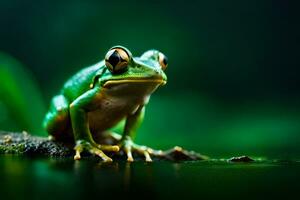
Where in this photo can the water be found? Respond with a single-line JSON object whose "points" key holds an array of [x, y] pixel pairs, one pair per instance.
{"points": [[44, 178]]}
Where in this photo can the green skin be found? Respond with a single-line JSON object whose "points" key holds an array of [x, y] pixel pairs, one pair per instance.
{"points": [[95, 100]]}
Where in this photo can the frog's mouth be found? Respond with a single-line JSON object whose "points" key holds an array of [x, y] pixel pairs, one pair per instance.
{"points": [[110, 83]]}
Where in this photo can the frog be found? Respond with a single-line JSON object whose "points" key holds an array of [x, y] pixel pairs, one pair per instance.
{"points": [[99, 97]]}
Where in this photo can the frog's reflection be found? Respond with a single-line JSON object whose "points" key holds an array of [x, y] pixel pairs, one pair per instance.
{"points": [[95, 175]]}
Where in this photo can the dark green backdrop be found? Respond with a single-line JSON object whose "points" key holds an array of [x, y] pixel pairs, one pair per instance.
{"points": [[233, 65]]}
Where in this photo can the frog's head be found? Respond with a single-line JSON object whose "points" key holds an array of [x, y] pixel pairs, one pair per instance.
{"points": [[122, 67]]}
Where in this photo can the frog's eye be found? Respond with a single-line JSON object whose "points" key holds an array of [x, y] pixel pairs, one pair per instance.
{"points": [[163, 61], [116, 60]]}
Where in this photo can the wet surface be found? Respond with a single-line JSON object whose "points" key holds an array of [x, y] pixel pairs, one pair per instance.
{"points": [[44, 178]]}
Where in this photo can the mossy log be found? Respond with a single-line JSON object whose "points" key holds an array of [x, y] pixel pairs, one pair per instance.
{"points": [[26, 144]]}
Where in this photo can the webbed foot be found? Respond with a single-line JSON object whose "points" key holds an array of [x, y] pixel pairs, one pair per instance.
{"points": [[128, 146], [93, 148]]}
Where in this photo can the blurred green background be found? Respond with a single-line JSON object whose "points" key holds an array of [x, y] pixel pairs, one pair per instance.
{"points": [[233, 76]]}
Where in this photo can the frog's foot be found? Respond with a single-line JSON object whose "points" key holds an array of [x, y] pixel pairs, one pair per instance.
{"points": [[128, 146], [93, 148]]}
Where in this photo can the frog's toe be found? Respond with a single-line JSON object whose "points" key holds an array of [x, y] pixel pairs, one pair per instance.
{"points": [[100, 153], [93, 149], [113, 148], [143, 150]]}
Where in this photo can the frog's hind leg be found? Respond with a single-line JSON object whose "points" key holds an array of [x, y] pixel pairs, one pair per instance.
{"points": [[57, 118]]}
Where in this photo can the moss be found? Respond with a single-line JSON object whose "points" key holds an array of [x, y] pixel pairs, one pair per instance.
{"points": [[24, 143]]}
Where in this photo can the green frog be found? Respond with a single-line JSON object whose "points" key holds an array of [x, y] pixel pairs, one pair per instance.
{"points": [[101, 96]]}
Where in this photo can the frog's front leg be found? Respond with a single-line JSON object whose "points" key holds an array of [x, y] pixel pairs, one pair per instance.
{"points": [[80, 124], [127, 144]]}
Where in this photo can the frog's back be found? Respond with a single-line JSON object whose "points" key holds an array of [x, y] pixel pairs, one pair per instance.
{"points": [[80, 82]]}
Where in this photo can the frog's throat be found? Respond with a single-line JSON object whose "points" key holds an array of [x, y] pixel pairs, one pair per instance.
{"points": [[117, 82]]}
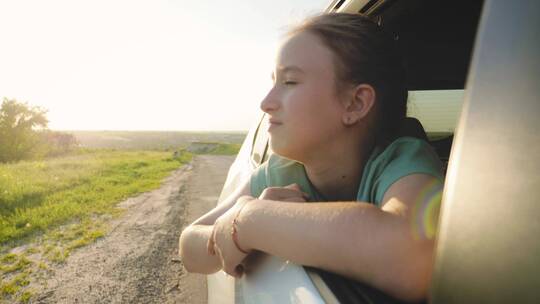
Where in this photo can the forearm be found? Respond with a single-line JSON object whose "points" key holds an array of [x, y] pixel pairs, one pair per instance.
{"points": [[193, 250], [357, 240]]}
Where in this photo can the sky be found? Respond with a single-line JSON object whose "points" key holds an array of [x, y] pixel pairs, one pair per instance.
{"points": [[144, 65]]}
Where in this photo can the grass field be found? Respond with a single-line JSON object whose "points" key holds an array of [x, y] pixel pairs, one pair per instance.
{"points": [[49, 208], [59, 204], [152, 140]]}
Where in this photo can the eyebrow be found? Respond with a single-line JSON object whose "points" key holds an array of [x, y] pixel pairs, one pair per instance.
{"points": [[289, 68]]}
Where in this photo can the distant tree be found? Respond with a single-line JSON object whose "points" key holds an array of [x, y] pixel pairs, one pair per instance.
{"points": [[19, 130]]}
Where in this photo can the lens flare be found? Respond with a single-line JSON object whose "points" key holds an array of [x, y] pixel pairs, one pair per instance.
{"points": [[426, 211]]}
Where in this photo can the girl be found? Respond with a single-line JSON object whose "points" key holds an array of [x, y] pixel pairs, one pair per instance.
{"points": [[335, 109]]}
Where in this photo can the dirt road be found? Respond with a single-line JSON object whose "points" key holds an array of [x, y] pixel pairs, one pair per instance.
{"points": [[137, 262]]}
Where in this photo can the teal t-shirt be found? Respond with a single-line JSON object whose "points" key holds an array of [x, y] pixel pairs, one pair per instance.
{"points": [[404, 156]]}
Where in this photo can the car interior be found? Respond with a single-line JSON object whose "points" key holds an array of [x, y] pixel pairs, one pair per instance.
{"points": [[437, 40]]}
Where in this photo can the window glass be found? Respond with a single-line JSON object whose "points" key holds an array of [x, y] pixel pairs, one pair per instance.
{"points": [[260, 142], [438, 111]]}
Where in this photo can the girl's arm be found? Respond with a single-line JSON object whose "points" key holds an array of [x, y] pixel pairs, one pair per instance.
{"points": [[194, 238], [385, 248]]}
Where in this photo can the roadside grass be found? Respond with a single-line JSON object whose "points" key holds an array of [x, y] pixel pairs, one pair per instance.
{"points": [[49, 208], [226, 149], [214, 148]]}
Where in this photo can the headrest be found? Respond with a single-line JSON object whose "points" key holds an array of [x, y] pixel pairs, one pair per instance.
{"points": [[413, 128]]}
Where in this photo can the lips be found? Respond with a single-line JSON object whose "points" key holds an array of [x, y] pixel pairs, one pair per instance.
{"points": [[273, 123]]}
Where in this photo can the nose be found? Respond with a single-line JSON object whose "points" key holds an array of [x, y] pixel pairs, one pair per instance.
{"points": [[270, 103]]}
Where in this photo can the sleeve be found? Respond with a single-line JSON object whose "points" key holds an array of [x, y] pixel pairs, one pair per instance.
{"points": [[404, 157], [278, 172]]}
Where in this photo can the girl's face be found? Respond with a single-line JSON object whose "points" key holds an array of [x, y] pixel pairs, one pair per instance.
{"points": [[303, 108]]}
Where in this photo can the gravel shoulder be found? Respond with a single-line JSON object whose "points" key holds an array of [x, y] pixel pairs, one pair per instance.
{"points": [[137, 262]]}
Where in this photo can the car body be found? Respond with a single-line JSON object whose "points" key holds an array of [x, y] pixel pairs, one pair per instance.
{"points": [[487, 243]]}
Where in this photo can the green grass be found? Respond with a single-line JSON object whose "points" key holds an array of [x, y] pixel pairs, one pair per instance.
{"points": [[214, 148], [36, 196], [54, 206]]}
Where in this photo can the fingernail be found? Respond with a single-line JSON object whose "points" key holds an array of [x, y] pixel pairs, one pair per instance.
{"points": [[239, 270]]}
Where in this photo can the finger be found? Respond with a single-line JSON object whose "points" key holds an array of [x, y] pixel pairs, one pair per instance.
{"points": [[297, 199], [293, 186], [251, 262], [210, 244]]}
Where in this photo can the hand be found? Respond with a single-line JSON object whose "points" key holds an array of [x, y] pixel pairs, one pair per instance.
{"points": [[221, 243], [290, 193]]}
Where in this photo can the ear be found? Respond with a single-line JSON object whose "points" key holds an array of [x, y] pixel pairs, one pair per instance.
{"points": [[359, 104]]}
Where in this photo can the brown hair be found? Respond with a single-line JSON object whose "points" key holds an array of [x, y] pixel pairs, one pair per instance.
{"points": [[365, 53]]}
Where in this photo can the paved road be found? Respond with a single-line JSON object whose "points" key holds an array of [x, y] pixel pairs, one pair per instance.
{"points": [[137, 261]]}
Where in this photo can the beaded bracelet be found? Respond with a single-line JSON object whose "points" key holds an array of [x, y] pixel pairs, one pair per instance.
{"points": [[234, 231]]}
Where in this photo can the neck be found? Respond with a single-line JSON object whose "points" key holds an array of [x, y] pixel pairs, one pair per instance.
{"points": [[337, 170]]}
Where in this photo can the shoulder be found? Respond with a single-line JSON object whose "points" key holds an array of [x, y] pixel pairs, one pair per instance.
{"points": [[277, 171], [404, 156]]}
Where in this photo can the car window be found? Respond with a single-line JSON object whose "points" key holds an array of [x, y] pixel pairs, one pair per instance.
{"points": [[260, 141], [438, 111]]}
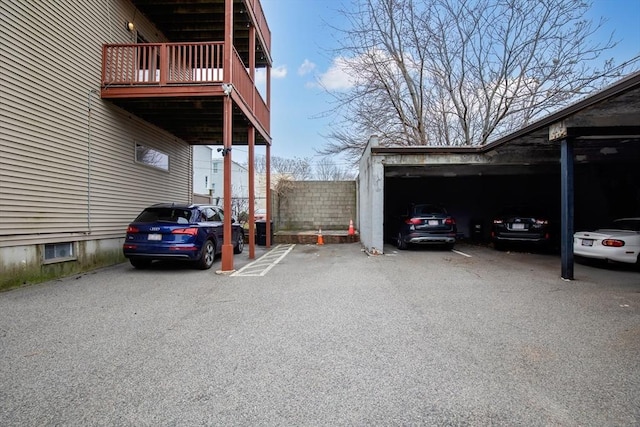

________________________

WHAT YOU ARE ASKED TO DO ▸ Beginning with the line where "Where in this photo can the neck" appears, transcribe the records above word for word through their last line, and include no pictures.

REPLY ▸
Where in this photo can the neck be found? Respond with a single-line JSON object whose "points" key holds an array of [x, y] pixel pairs, one pair per instance.
{"points": [[337, 170]]}
Where in this photo can the shoulder be found? Respond with a single-line JSON object whose "points" key holds an array of [x, y] pixel pairs, one pair per instance.
{"points": [[277, 171], [404, 156]]}
Where in this photo can the car window be found? Respond with a single-line JSON object whose "points" key holds an array of [x, y] pixel pairs, one pair per instance.
{"points": [[260, 141], [438, 111]]}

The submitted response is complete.